REQUIREMENT A: Write out, word for word, the part of the records that opens with the line containing "Is it possible to tell me where the metal" and runs through the last line of the records. Leave the pictures out.

DOCUMENT PASSAGE:

Thursday, September 5, 2013

The Librarians Recommend

     Just in time to go back to school, here is a post on the International Reading Association's website, featuring an appropriate theme.  My own contribution is on the bottom of the page.

Thursday, August 1, 2013

Have a Great August


     Posting will resume on Thursday, September 5th.  Have a great August.

Thursday, July 25, 2013

The Main Character

     Cartoonist Brian McLachlan, in his upcoming Draw Out the Story: Ten Secrets to Creating Your Own Comics, offers a story tip to his young readership.  Under the heading "Who's the main character?" he discusses a story involving an underdog sports team.  "Which team member is the main character?" he asks.  "The one who has the most at stake!"
     A simple observation that underpins the entire history of storytelling.

Thursday, July 18, 2013

Thrilling Days of Yesteryear

     The latest cinematic resurrection of The Lone Ranger is bloated beyond any degree of tolerance, but does have something worthwhile to offer.  The climactic twenty minutes is an extended train chase that begins with an echo of a grandly old-fashioned kind of heroism: the villains are escaping, a cry for help goes up, things look desperate and he appears, on his rearing white horse, bursting into action.  As the William Tell Overture swells, the tongue-in-cheek tone and subversive treatment of a somewhat creaky legend is completely done away with and the masked man is given his due.
     In an era when cinematic superheroes become increasingly dark, it is a little bit awe-inspiring to be reminded just what heroes are for and that they can still come charging out of the past to save the day just in time.

Thursday, July 11, 2013

Number 29 Returns

      After being sent down to the minors to work on his swing, Ike Davis returned to the Mets roster last Friday.  Since then, he has proven himself a more disciplined and focused batter, consistently getting onto base and frequently driving runs in.  He's yet to blow one out of the park, but his increased comfort and ease at the plate inspire confidence.  It's a pleasure to see him back in the thick of things.

REQUIREMENT B: According to the blog posts, what is the title of Brian McLachlan's upcoming book?

Region annotation entries:
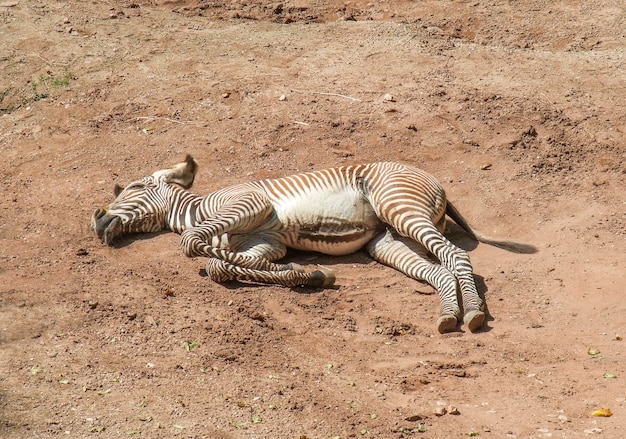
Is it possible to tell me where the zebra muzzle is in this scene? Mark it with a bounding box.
[91,208,122,245]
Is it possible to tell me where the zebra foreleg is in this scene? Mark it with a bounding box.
[367,230,461,334]
[415,226,485,332]
[206,258,335,288]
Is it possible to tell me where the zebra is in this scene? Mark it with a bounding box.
[91,155,536,333]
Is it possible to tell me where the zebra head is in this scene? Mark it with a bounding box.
[91,155,198,245]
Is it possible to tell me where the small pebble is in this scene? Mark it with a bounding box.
[433,407,448,416]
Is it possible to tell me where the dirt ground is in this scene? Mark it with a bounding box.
[0,0,626,439]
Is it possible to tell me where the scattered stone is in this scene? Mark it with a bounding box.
[433,406,448,416]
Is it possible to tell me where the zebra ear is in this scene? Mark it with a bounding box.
[152,154,198,189]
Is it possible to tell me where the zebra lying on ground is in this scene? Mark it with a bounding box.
[92,155,536,333]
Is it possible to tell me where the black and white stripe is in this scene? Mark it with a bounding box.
[92,156,535,332]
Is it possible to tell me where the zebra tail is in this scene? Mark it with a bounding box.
[446,201,537,254]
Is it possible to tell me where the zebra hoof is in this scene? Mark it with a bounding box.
[308,267,335,288]
[437,315,458,334]
[287,262,305,273]
[463,309,485,332]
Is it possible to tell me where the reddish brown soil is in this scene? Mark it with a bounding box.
[0,0,626,439]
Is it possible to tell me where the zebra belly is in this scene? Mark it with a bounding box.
[275,188,384,255]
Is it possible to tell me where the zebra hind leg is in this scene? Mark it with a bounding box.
[206,258,335,288]
[367,230,461,334]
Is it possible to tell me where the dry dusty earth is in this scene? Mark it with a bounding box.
[0,0,626,439]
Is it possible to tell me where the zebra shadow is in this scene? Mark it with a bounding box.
[106,230,172,249]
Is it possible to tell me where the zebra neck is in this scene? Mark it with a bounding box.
[166,186,207,233]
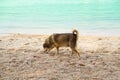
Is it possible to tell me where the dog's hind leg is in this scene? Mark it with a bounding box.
[72,49,80,57]
[56,47,59,54]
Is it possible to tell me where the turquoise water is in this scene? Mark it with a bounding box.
[0,0,120,35]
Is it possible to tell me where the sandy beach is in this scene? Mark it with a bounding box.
[0,34,120,80]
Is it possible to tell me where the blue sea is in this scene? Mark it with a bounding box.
[0,0,120,36]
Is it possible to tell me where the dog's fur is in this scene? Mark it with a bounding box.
[43,30,80,57]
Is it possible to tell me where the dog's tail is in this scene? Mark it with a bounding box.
[72,29,79,40]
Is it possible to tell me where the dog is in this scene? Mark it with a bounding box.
[43,30,80,57]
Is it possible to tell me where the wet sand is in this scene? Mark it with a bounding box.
[0,34,120,80]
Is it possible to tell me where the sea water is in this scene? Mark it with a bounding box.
[0,0,120,36]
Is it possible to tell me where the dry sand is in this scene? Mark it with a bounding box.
[0,34,120,80]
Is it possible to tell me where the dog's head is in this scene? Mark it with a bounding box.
[43,38,54,52]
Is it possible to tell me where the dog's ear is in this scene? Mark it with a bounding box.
[43,43,45,48]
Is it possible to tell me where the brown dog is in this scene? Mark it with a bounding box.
[43,30,80,57]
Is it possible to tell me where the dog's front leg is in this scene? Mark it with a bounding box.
[56,47,59,54]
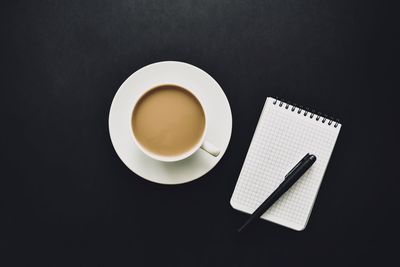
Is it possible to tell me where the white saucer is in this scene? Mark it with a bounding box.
[108,61,232,184]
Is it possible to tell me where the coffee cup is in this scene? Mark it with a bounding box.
[129,84,220,162]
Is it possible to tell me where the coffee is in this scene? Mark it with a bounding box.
[132,85,205,156]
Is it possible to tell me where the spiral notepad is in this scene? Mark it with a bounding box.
[231,97,341,231]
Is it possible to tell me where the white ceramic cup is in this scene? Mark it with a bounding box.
[129,84,220,162]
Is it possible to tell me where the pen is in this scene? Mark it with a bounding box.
[238,153,317,232]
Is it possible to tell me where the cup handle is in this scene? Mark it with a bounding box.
[201,141,220,157]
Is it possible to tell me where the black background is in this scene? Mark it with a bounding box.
[0,0,400,266]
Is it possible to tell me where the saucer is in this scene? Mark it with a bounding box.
[108,61,232,184]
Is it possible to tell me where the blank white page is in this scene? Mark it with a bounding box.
[231,97,341,231]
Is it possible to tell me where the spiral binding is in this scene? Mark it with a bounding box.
[272,97,340,128]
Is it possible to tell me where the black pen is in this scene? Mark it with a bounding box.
[238,153,317,232]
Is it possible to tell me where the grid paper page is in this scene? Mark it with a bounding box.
[231,97,341,230]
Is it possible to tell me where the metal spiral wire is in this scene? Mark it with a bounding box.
[272,98,340,128]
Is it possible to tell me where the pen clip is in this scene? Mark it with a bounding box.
[285,153,310,179]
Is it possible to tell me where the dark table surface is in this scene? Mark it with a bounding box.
[0,0,400,266]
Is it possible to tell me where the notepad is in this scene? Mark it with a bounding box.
[230,97,342,231]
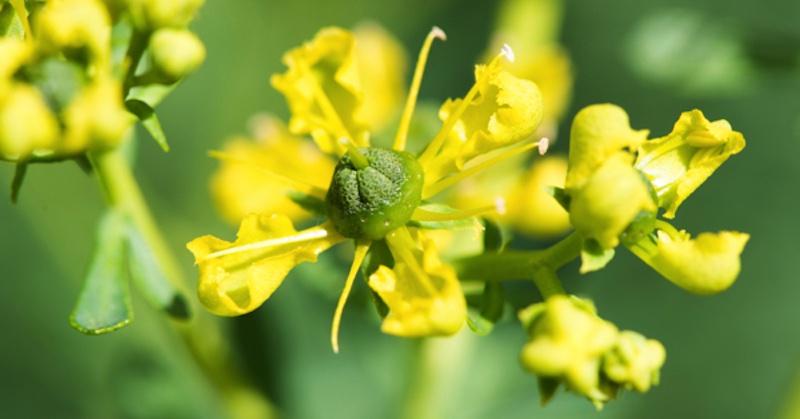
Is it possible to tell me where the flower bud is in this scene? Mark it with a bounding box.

EXERCISE RESULT A:
Is it possible to tell me where the metal spiral wire is in this scene? Mark it with a bounding box.
[272,98,340,128]
Is it possible to tell me where the pen clip is in this scene? Mark it with a bounding box.
[285,153,310,179]
Is it possible to tell me where the dark table surface is in this scene? Mark it with a bounding box.
[0,0,400,266]
Is it possible to tell me where the notepad is in this scene? Mark it with a bounding box.
[230,97,342,231]
Is it possible to tell me where the flower bud is in this scene? Mark it with a bounding box.

EXERCISE RESULT B: Draw Out the Story: Ten Secrets to Creating Your Own Comics